Fragmento del documento:
____

La inteligencia artificial (IA) está cada vez más omnipresente en múltiples actividades del ser humano. En el último año, desde que se popularizara gracias al icónico ChatGPT, han salido como setas herramientas que permiten la automatización de procesos y la creación de imágenes, textos, diálogos, y otras complejas funciones hasta ahora vetadas a las máquinas. Pero esta herramienta y la lucha por el poder Open IA, la empresa que lo descubrió ha puesto de manifiesto lo rápido que las máquinas aprenden con autonomía y alta capacidad de generar e innovar. Casi como la mente humana y con un lenguaje idéntico.

____

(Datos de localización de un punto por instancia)
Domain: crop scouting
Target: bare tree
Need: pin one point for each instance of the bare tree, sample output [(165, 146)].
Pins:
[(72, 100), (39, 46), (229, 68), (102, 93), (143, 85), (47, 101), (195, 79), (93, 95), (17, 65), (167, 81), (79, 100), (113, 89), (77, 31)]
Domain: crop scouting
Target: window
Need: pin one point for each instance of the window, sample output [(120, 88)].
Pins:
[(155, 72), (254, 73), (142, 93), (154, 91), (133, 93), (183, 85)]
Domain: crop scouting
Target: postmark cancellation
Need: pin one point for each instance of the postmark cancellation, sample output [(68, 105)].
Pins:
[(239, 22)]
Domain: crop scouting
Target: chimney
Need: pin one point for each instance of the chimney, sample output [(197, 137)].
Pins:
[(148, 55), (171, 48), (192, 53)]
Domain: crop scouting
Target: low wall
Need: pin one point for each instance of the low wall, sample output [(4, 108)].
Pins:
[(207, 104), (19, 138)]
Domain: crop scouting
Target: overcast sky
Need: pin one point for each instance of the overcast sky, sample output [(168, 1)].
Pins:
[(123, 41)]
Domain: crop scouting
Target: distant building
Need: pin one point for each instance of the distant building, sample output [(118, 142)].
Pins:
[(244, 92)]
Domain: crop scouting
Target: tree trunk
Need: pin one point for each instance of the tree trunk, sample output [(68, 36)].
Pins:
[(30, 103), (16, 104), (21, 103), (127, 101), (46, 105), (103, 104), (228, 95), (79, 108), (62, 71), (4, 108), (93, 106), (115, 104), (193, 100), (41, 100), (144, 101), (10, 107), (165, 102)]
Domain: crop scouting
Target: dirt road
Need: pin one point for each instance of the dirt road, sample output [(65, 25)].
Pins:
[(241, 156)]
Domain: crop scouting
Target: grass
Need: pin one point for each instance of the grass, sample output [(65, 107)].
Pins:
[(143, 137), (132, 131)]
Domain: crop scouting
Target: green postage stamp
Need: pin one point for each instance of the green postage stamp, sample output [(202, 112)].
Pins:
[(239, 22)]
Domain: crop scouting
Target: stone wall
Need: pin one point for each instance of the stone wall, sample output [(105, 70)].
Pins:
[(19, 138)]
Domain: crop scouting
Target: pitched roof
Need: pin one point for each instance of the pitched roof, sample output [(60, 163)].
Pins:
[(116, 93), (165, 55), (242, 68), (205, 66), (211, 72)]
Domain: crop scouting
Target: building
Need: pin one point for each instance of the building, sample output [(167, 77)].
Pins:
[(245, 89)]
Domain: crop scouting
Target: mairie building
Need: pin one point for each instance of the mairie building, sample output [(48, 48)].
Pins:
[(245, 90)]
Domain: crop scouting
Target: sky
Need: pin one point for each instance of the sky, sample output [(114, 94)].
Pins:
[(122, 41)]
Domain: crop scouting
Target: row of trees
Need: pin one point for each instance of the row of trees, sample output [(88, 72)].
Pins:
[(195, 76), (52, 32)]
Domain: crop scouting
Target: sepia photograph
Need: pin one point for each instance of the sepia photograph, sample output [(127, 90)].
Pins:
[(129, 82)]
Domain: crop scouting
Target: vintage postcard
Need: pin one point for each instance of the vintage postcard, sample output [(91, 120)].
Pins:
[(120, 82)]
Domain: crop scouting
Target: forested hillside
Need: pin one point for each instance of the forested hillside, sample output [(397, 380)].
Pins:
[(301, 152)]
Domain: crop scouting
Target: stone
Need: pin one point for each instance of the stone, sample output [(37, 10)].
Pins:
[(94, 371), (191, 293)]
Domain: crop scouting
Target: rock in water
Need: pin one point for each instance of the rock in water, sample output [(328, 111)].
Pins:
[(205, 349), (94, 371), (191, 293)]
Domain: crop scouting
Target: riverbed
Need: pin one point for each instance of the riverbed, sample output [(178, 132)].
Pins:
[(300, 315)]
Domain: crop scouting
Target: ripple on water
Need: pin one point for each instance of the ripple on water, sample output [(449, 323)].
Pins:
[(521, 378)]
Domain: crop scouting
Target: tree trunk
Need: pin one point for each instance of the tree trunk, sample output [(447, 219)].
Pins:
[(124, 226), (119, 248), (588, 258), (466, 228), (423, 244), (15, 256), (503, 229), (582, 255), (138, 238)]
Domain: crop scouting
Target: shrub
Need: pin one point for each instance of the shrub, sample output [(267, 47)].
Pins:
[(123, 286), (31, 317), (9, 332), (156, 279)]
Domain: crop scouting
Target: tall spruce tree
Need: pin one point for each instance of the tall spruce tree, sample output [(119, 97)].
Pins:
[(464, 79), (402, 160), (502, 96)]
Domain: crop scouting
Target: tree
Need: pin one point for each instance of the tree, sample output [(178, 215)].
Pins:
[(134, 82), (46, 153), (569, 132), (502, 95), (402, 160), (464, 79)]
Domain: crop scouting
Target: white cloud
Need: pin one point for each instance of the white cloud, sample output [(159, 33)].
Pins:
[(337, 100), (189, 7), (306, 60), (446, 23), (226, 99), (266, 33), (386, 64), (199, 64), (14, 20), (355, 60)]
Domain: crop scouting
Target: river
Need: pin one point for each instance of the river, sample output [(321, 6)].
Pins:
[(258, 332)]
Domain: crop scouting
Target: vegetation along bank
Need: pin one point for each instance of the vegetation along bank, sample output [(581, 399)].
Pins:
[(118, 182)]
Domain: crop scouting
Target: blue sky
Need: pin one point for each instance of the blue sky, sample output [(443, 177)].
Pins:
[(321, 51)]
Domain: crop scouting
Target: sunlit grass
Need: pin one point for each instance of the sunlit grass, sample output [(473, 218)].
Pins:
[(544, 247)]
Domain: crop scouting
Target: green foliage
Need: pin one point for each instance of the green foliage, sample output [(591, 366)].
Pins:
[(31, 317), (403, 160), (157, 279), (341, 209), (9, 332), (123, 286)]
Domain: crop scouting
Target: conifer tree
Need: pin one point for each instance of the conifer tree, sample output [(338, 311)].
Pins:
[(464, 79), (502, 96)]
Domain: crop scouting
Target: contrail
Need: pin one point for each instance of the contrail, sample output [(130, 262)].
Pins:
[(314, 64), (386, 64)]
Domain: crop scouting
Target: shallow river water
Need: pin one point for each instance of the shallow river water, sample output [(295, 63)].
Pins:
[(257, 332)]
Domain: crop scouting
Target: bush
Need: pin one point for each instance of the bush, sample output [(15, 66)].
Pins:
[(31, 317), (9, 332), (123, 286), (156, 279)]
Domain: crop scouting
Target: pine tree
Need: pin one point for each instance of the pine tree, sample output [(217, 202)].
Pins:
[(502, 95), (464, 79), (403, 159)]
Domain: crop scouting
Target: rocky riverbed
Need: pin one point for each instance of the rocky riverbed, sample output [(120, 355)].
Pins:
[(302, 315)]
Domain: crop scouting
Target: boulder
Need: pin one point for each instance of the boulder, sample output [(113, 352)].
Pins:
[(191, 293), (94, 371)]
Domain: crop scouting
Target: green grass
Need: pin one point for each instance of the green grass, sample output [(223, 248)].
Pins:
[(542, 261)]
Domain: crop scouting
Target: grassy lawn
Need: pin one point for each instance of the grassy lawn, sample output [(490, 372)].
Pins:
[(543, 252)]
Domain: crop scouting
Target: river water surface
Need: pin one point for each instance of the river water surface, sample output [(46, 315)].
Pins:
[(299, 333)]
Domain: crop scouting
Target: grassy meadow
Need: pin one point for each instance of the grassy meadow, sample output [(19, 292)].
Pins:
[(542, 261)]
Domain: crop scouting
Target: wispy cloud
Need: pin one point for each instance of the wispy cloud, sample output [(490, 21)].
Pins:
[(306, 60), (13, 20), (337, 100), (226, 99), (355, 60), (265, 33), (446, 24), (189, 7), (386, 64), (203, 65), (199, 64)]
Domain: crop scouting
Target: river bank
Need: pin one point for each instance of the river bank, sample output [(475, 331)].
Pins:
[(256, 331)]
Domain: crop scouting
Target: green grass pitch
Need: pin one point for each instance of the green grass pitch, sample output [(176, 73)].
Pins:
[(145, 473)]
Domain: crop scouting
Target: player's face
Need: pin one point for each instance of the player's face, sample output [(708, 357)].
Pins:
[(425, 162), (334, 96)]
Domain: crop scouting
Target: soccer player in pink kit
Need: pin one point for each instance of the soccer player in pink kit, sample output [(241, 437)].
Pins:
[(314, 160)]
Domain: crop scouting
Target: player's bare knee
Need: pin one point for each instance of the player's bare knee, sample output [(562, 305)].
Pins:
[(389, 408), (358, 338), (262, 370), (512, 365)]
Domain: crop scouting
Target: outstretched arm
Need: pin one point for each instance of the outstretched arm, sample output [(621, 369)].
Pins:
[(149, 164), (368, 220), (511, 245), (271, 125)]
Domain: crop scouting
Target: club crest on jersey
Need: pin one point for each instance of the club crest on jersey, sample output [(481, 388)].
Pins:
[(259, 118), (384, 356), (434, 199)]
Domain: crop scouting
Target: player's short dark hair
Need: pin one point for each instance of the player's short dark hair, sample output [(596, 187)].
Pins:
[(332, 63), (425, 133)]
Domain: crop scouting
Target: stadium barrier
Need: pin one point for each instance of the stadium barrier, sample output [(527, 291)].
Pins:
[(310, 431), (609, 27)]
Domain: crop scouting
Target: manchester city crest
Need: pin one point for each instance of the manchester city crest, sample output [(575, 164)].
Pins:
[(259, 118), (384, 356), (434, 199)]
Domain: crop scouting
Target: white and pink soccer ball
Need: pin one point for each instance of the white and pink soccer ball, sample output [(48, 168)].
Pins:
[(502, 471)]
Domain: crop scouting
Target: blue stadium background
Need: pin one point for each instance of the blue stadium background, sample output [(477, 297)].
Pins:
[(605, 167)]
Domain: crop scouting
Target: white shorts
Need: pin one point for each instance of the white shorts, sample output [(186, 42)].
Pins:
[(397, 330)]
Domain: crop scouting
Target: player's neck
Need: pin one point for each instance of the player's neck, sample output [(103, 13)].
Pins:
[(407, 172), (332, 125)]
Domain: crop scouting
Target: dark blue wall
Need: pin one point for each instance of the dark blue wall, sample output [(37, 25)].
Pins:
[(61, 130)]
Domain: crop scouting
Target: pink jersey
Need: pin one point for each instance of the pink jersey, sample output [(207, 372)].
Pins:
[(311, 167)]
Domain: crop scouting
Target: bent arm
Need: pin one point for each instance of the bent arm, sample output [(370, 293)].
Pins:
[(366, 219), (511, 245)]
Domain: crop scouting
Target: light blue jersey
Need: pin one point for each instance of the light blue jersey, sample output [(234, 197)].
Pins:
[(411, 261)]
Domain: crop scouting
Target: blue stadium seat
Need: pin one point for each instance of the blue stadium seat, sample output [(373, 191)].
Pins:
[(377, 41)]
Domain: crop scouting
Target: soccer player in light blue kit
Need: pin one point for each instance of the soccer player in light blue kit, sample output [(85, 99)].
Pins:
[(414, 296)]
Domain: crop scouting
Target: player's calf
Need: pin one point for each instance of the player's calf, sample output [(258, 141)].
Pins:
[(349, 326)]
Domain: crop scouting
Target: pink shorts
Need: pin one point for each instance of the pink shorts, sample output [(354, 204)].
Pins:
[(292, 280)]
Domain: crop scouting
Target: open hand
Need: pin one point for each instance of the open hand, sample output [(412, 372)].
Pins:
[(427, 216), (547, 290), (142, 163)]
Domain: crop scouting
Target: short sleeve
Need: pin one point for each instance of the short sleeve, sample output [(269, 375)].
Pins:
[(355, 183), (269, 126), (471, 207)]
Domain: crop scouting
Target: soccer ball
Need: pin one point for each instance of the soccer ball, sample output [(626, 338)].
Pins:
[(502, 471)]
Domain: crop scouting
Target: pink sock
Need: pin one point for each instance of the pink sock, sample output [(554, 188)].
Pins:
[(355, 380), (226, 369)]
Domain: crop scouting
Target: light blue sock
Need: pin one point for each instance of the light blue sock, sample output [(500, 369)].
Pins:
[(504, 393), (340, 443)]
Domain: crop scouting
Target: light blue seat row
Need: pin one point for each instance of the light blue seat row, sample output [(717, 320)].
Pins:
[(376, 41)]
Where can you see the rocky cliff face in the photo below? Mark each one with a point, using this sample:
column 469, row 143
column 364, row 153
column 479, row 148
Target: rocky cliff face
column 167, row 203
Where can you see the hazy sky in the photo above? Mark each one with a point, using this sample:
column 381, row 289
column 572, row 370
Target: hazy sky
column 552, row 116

____

Tareas requeridas:
1 – Responde estas preguntas sobre el fragmento acerca de la inteligencia artificial:
(a) ¿Gracias a qué herramienta se popularizó la IA en el último año?
(b) ¿Qué permiten las herramientas que "han salido como setas"?
(c) ¿A qué se asemeja, según la última oración, el modo en que aprenden las máquinas?
2 – Prolonga el fragmento sobre la inteligencia artificial a partir de su última oración.
Los ítems provienen de una fuente distinta.

Resultados esperados:
1 –
(a) Gracias a ChatGPT.
(b) Permiten la automatización de procesos y la creación de imágenes, textos, diálogos y otras complejas funciones hasta ahora vetadas a las máquinas.
(c) Se asemeja casi a la mente humana, y lo hacen con un lenguaje idéntico.

2 –
Y con ello se han puesto de manifiesto los riesgos y vulnerabilidades para la sociedad, principalmente relacionadas con su ética deontológica, con su falta de regulación, y con el respeto a privacidad en sus utilidades. Porque ya estamos viendo usos malintencionados (noticias falsas, perfiles falsos en redes sociales, imágenes trucadas con fines pornográficos o delictivos, etc.) y el peligro de que sea empleado para engañar y manipular a numerosos y masivos grupos sociales al proporcionar información falsa o incompleta. Las altas capacidades de generalizar, aprender y comprender autónomamente de una inteligencia cada vez menos artificial pueden ser una bendición para el futuro más inmediato, pero también un riesgo de control, unificación y manipulación en manos de unos pocos que es preciso regular cuanto antes.